_Point localization data_

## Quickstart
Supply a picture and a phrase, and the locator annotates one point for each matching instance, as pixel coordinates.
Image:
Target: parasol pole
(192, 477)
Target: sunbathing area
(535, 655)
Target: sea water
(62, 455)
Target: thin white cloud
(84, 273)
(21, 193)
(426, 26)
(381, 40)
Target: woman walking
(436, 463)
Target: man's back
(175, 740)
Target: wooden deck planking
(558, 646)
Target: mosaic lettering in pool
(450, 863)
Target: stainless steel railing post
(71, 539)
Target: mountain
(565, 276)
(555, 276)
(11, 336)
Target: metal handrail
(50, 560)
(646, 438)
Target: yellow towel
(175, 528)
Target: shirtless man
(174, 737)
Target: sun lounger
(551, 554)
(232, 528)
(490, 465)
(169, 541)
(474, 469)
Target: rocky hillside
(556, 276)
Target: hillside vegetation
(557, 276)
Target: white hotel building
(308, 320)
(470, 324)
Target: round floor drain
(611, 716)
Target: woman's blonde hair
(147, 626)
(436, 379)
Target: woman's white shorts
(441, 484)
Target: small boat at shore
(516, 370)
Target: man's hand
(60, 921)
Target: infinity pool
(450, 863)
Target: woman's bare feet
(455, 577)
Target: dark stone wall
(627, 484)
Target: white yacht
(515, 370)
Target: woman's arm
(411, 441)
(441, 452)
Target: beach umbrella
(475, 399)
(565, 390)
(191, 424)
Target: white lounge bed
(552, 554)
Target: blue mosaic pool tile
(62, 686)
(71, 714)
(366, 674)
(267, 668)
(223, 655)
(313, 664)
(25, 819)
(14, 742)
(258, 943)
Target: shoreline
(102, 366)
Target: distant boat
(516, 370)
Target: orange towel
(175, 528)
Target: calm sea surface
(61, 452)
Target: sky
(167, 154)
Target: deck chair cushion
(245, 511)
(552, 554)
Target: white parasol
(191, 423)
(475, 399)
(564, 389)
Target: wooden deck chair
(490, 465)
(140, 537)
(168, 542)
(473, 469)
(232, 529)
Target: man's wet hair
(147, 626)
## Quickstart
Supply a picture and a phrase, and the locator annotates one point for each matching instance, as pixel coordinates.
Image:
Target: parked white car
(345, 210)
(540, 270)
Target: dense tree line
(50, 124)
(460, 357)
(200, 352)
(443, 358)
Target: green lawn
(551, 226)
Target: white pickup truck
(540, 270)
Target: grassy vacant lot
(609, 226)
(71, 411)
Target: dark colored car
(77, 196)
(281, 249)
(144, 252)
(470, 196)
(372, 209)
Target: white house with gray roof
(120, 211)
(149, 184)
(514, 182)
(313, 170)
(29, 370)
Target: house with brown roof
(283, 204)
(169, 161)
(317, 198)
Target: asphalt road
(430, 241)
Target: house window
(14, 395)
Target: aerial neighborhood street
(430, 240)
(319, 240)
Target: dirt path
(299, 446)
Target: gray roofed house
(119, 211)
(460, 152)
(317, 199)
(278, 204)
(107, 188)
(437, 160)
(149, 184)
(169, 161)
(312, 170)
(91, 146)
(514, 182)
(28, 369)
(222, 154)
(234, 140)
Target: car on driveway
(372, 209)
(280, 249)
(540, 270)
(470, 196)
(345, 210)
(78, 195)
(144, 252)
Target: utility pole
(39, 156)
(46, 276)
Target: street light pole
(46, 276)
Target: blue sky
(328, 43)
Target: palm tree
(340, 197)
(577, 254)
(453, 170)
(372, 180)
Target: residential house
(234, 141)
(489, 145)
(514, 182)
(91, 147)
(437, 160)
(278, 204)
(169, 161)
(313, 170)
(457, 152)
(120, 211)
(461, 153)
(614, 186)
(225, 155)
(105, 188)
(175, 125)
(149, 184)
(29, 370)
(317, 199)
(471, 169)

_Exercise_
All lines from the one containing "Target: dark colored car" through the end of the records, both ends included, are to be quoted exactly; please add nothing else.

_Output below_
Target: dark colored car
(77, 196)
(281, 249)
(144, 252)
(470, 196)
(372, 209)
Target: white house with gray roof
(120, 211)
(149, 184)
(514, 182)
(313, 170)
(29, 370)
Target: house with brown roof
(283, 204)
(169, 161)
(317, 198)
Target: asphalt road
(430, 241)
Target: house window
(14, 395)
Target: aerial neighborhood street
(430, 240)
(319, 240)
Target: dirt path
(299, 446)
Target: gray roofed house
(119, 211)
(460, 152)
(317, 199)
(278, 204)
(107, 188)
(437, 160)
(149, 184)
(169, 161)
(312, 170)
(91, 146)
(514, 182)
(28, 369)
(222, 154)
(234, 140)
Target: car on driveway
(372, 209)
(280, 249)
(540, 270)
(470, 196)
(345, 210)
(78, 195)
(144, 252)
Target: utility pole
(39, 156)
(46, 276)
Target: street light pole
(46, 276)
Target: blue sky
(328, 43)
Target: palm tree
(340, 197)
(577, 254)
(453, 170)
(372, 180)
Target: residential house
(234, 141)
(489, 145)
(514, 182)
(91, 147)
(437, 160)
(278, 204)
(169, 161)
(313, 170)
(457, 152)
(120, 211)
(461, 153)
(614, 186)
(225, 155)
(105, 188)
(175, 125)
(149, 184)
(29, 370)
(317, 199)
(471, 169)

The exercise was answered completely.